'''

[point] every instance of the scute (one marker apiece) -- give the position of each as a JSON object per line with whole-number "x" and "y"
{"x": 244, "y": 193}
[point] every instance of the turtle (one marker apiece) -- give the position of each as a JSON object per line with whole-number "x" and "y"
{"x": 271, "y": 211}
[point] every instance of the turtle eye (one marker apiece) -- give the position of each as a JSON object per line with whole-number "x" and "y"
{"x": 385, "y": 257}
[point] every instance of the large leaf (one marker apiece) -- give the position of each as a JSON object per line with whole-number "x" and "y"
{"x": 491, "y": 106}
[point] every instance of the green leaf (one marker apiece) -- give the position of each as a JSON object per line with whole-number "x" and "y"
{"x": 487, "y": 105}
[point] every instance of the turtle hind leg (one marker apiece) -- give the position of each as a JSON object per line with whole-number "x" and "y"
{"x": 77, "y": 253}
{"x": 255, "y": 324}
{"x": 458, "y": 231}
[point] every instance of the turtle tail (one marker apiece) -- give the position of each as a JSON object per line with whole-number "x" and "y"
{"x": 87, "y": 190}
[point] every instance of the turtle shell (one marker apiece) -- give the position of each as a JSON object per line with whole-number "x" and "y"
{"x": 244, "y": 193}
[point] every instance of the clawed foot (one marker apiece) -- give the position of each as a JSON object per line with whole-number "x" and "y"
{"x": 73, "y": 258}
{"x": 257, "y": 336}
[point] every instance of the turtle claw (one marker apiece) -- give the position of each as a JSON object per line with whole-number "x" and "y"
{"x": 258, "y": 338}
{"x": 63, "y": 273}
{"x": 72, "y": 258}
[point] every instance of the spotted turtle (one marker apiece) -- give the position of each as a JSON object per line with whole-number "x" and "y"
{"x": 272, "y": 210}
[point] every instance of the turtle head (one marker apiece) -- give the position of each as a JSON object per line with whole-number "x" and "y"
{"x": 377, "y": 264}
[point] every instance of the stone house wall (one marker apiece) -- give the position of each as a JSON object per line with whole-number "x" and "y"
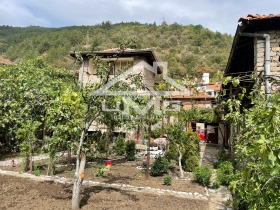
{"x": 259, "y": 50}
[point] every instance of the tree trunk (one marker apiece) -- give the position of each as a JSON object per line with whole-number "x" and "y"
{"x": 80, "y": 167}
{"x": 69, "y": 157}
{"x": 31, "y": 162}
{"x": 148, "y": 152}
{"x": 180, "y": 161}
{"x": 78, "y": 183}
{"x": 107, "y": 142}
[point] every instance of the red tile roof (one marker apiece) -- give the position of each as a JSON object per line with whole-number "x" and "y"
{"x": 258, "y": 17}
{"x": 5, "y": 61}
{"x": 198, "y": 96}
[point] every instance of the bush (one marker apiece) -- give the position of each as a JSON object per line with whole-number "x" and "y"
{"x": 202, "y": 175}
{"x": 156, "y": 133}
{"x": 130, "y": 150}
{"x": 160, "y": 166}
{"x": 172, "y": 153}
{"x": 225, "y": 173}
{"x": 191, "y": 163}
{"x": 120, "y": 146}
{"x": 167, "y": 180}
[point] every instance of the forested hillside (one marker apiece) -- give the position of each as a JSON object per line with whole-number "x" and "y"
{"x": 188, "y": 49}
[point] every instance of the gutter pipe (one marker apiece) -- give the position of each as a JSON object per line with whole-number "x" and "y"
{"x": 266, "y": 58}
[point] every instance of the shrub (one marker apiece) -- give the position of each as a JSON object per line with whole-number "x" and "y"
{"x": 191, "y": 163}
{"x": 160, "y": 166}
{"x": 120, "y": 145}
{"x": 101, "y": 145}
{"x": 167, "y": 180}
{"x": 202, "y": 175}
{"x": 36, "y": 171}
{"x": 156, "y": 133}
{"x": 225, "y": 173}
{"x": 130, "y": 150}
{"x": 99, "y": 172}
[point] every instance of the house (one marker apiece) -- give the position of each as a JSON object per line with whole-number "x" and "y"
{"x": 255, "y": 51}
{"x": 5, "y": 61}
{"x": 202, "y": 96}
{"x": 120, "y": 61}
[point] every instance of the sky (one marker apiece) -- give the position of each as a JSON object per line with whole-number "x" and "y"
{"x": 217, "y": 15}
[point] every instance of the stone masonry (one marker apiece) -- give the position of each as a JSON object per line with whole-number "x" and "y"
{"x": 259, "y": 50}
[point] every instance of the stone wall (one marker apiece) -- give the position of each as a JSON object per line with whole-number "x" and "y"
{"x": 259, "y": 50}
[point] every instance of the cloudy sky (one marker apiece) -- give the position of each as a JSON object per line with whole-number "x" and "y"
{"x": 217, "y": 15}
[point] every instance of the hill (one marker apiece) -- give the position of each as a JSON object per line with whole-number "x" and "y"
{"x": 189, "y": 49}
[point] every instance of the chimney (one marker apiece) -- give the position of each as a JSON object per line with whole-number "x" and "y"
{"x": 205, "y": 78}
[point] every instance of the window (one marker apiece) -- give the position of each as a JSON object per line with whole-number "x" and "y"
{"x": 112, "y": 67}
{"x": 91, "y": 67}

'''
'''

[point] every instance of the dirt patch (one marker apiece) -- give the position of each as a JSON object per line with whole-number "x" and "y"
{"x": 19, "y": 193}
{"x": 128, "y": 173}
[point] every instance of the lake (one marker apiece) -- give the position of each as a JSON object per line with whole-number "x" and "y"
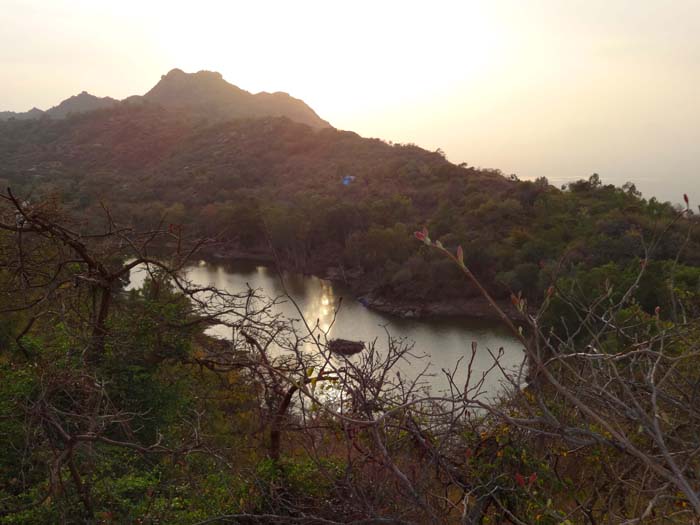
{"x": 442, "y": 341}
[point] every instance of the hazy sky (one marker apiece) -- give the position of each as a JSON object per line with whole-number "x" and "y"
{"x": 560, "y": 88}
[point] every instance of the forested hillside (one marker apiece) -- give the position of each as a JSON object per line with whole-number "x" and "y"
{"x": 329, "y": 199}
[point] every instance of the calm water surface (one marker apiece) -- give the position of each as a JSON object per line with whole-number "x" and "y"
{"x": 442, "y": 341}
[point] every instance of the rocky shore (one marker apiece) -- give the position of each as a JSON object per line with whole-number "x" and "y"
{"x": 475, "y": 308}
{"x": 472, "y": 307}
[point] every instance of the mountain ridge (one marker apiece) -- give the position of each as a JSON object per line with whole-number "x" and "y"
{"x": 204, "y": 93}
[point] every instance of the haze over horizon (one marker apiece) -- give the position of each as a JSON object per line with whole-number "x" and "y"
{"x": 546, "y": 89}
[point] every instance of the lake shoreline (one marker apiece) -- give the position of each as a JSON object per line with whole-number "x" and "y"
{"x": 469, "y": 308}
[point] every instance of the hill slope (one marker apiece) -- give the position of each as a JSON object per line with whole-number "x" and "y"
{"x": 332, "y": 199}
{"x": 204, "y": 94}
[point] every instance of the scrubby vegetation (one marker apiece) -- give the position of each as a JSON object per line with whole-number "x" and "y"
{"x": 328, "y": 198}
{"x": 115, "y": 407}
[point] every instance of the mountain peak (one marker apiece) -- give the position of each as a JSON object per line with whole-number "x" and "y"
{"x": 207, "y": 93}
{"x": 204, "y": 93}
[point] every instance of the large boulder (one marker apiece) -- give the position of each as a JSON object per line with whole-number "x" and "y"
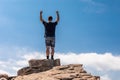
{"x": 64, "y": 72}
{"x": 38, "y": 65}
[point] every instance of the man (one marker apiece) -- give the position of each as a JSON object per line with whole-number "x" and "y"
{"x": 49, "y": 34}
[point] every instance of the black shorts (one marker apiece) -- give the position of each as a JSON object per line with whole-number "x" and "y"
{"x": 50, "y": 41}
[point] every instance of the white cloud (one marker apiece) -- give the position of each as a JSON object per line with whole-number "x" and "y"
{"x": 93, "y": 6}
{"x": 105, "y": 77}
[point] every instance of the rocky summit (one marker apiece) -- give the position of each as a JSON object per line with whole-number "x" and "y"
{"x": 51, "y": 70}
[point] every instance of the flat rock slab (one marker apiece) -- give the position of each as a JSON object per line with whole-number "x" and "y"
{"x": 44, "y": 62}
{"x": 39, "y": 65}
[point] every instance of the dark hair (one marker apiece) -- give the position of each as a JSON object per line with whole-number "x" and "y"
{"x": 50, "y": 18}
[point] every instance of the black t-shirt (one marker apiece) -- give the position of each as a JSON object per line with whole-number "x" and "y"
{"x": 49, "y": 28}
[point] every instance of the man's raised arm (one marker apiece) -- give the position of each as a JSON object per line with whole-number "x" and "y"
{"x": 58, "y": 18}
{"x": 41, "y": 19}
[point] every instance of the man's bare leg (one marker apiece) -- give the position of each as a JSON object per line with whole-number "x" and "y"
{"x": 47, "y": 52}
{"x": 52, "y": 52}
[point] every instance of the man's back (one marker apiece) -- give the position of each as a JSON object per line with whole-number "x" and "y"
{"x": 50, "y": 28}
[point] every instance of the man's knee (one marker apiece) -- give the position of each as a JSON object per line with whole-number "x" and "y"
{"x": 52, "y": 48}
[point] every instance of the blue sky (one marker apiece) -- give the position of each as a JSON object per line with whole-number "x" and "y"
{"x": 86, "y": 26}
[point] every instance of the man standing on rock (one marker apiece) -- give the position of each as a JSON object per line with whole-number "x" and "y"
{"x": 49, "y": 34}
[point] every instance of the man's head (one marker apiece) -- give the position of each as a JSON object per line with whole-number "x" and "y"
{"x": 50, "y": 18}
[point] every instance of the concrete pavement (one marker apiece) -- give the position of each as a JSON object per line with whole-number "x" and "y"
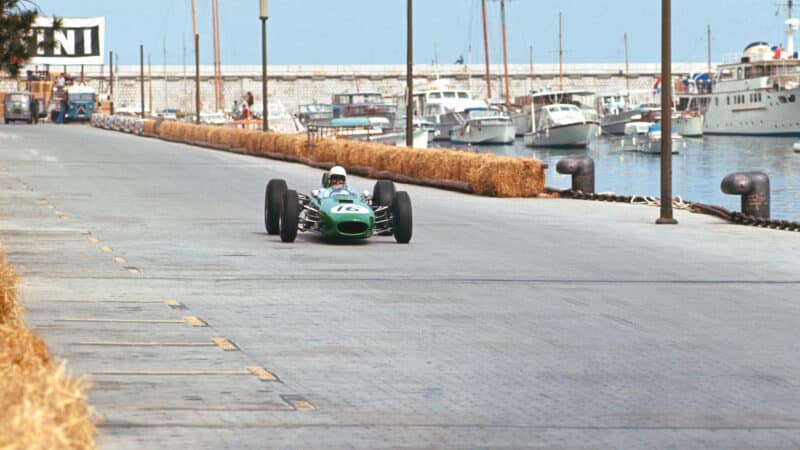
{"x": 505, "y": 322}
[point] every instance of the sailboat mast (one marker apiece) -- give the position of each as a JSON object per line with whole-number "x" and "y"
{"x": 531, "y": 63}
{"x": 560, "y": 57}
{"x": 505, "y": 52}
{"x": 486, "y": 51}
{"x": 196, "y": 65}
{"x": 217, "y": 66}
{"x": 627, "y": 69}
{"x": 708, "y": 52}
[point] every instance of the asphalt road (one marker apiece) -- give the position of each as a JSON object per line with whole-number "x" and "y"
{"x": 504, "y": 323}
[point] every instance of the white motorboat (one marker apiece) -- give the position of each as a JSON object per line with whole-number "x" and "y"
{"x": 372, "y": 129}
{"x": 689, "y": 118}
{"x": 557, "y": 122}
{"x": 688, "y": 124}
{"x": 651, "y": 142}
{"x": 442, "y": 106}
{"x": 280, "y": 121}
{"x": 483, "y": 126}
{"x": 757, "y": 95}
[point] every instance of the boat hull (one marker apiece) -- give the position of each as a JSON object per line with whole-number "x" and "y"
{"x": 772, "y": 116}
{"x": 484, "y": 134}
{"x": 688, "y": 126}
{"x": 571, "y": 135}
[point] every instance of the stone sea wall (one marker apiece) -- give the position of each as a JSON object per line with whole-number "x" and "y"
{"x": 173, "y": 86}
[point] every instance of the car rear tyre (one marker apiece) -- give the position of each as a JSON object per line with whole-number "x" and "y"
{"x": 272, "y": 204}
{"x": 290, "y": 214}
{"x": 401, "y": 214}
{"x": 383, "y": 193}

'''
'''

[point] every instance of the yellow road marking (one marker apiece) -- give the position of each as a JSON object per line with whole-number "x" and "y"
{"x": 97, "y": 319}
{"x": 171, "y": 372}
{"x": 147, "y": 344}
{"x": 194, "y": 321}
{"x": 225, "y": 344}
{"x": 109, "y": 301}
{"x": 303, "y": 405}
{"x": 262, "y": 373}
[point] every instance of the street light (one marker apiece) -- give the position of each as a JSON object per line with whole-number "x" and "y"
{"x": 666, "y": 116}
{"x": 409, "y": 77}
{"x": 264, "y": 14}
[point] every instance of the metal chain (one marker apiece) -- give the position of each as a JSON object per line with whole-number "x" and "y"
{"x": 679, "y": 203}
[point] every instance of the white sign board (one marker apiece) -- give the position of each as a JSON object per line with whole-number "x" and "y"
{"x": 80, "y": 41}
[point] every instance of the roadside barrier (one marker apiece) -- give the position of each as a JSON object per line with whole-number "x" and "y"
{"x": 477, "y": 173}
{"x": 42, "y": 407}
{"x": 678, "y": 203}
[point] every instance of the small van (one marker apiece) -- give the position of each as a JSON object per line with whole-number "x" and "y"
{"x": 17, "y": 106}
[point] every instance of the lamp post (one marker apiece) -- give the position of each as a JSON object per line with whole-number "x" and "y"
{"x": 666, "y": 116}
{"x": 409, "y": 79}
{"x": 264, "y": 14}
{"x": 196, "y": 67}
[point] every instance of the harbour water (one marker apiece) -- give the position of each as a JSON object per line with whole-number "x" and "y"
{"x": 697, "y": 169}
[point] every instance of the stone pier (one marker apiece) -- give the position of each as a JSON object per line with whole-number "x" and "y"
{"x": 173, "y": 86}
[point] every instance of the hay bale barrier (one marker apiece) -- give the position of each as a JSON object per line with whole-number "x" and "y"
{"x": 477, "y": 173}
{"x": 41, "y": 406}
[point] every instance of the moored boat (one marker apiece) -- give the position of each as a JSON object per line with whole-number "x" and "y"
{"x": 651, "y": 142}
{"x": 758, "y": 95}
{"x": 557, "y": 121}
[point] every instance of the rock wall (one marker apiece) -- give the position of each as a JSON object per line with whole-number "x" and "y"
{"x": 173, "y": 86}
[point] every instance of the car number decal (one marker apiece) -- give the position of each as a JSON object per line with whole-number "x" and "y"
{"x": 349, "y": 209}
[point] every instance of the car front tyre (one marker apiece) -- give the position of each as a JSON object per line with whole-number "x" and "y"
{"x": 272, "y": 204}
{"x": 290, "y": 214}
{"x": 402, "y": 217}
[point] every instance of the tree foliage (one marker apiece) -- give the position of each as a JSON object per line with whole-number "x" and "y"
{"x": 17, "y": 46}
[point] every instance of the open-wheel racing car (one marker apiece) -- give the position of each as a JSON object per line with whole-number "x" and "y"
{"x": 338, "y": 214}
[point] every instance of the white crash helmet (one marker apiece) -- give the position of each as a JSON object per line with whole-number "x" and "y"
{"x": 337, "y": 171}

'''

■ Description of the task: Report every line in the records above that contains the word "black", copying each such line in full. Only matches with the same capitalization count.

■ Output for this exercise:
[point] every instance of the black shorts (one marker apiece) -- give the position of each as a JSON object per line with whole-number "x" and "y"
[point] every instance of the black t-shirt (one marker apiece) -- give the position of each as a JSON object per line with whole-number "x" and "y"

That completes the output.